*** Opening Data listing ***

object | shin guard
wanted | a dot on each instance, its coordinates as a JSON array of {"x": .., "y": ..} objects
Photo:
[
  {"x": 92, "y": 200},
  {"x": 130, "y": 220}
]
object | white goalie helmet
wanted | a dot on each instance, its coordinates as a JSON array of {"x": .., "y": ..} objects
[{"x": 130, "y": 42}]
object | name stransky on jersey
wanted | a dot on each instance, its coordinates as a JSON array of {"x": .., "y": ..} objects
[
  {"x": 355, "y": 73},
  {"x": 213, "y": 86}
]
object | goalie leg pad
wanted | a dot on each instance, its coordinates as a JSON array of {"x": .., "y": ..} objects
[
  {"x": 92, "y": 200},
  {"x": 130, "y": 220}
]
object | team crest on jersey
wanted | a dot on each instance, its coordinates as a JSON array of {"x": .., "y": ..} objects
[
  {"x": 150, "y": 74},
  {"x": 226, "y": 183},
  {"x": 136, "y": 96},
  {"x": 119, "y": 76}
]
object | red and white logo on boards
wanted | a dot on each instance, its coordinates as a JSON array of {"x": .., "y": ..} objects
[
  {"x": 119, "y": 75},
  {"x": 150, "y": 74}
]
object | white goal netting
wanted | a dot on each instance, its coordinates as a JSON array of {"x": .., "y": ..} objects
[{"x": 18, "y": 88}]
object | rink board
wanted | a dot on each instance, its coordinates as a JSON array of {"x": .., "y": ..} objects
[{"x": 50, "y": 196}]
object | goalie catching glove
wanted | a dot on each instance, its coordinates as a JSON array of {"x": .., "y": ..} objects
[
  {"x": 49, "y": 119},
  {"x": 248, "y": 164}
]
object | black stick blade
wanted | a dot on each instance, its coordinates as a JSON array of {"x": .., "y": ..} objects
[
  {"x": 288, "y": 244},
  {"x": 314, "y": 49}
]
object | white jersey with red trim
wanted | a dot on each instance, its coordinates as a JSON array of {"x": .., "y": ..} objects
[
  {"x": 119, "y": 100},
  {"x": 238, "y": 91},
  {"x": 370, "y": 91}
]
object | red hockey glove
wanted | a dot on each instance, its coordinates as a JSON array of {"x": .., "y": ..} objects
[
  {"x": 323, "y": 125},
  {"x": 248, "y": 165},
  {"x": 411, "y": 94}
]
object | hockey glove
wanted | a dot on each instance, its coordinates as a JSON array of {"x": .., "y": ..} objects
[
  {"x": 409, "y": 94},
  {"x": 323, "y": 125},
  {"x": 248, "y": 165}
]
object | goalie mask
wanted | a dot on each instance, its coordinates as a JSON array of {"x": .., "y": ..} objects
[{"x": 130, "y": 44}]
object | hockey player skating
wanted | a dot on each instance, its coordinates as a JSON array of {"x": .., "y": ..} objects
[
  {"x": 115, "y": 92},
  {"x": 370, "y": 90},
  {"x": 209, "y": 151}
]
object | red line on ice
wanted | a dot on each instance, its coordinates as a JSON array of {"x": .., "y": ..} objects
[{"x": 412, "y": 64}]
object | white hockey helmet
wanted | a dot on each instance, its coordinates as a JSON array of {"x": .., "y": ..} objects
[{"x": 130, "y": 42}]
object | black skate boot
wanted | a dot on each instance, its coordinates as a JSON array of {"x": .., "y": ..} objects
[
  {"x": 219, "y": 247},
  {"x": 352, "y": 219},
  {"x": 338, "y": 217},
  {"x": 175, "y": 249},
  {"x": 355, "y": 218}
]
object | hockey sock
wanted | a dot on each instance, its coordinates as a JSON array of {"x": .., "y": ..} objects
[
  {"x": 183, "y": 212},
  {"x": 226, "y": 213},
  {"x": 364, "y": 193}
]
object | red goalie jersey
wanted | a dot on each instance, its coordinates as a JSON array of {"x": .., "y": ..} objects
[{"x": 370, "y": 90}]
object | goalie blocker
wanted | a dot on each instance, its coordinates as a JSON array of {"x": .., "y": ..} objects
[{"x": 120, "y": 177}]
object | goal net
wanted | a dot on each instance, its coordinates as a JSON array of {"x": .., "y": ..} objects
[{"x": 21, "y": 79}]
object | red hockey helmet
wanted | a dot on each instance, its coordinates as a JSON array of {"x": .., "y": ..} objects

*** Closing Data listing ***

**Prompt**
Transcribe the data. Leave every line exactly as it is.

**Response to the exercise**
object | shin guard
wanted | a dot on each instance, its coordinates as a JSON array of {"x": .., "y": ..} objects
Photo:
[
  {"x": 92, "y": 200},
  {"x": 130, "y": 220}
]
object | white goalie helmet
wanted | a dot on each instance, its coordinates as a JSON array of {"x": .., "y": ..} objects
[{"x": 130, "y": 42}]
object | name stransky on jersey
wanted | a dot on each instance, its coordinates as a JSON array of {"x": .., "y": ..} objects
[
  {"x": 355, "y": 73},
  {"x": 213, "y": 86}
]
object | goalie leg pad
wanted | a dot on each instance, its coordinates as a JSON array of {"x": .., "y": ..} objects
[
  {"x": 92, "y": 200},
  {"x": 130, "y": 220}
]
object | team crest on jersey
wanted | a dot on each instance, its coordinates as a JSON array of {"x": .., "y": ..} objects
[
  {"x": 150, "y": 74},
  {"x": 226, "y": 183},
  {"x": 136, "y": 96},
  {"x": 119, "y": 76}
]
object | red and white logo on boards
wanted | a dot on each instance, its coordinates as a JSON array of {"x": .., "y": ..} objects
[
  {"x": 119, "y": 75},
  {"x": 150, "y": 74}
]
object | white goal netting
wanted | a dot on each instance, its coordinates as a JSON array of {"x": .., "y": ..} objects
[{"x": 18, "y": 88}]
object | rink board
wanted | a dot on each instance, its coordinates as a JSON array of {"x": .., "y": ..} objects
[{"x": 50, "y": 196}]
object | goalie catching glove
wanted | a dot on each instance, its coordinates as a JSON array of {"x": .., "y": ..} objects
[
  {"x": 49, "y": 119},
  {"x": 248, "y": 164}
]
object | black stick blade
wanted | a dot on each instance, its coordinates as a JSON array of {"x": .., "y": ..} objects
[
  {"x": 288, "y": 244},
  {"x": 314, "y": 49}
]
object | white jersey with red trim
wanted | a dot on each instance, its coordinates as a JSON array of {"x": .., "y": ..} objects
[
  {"x": 119, "y": 100},
  {"x": 238, "y": 91},
  {"x": 370, "y": 91}
]
object | red hockey glove
wanted | a dot on each instance, its coordinates as a JSON array of {"x": .., "y": ..} objects
[
  {"x": 323, "y": 125},
  {"x": 248, "y": 165},
  {"x": 411, "y": 94}
]
object | hockey glove
wanted | a dot on each instance, its coordinates as a JSON array of {"x": .., "y": ..} objects
[
  {"x": 409, "y": 94},
  {"x": 323, "y": 125},
  {"x": 248, "y": 165}
]
object | goalie mask
wanted | a dot on each instance, its coordinates as a JSON array of {"x": .., "y": ..} objects
[{"x": 130, "y": 44}]
object | hockey player skating
wanted | a dot on each instance, its coordinates as a JSON array of {"x": .., "y": ..} objects
[
  {"x": 115, "y": 92},
  {"x": 370, "y": 90},
  {"x": 209, "y": 151}
]
object | red line on ice
wanted | a dot on each instance, its coordinates as a JSON array of {"x": .., "y": ..} objects
[{"x": 412, "y": 64}]
object | white hockey helmet
wanted | a dot on each instance, its coordinates as a JSON array of {"x": .., "y": ..} objects
[{"x": 130, "y": 42}]
object | black skate boot
wanted | a dot on each instance, its coordinates as a JSON array of {"x": .., "y": ..} objects
[
  {"x": 219, "y": 247},
  {"x": 352, "y": 219},
  {"x": 338, "y": 217},
  {"x": 175, "y": 249},
  {"x": 355, "y": 218}
]
object | hockey sock
wanted | a dot on each instance, its coordinates as a JSON array of {"x": .., "y": ..} objects
[
  {"x": 183, "y": 212},
  {"x": 226, "y": 213},
  {"x": 364, "y": 193}
]
object | red goalie jersey
wanted | a dot on each instance, its coordinates as a JSON array of {"x": .., "y": ..} objects
[{"x": 370, "y": 90}]
object | goalie blocker
wanted | a dot on each instance, its coordinates as a JSON array of {"x": .., "y": ..} objects
[{"x": 120, "y": 177}]
object | goal net
wanted | a dot on each instance, its coordinates as a JSON array of {"x": .., "y": ..} objects
[{"x": 21, "y": 79}]
object | red hockey helmet
wanted | a dot on each instance, its coordinates as a JSON array of {"x": .., "y": ..} objects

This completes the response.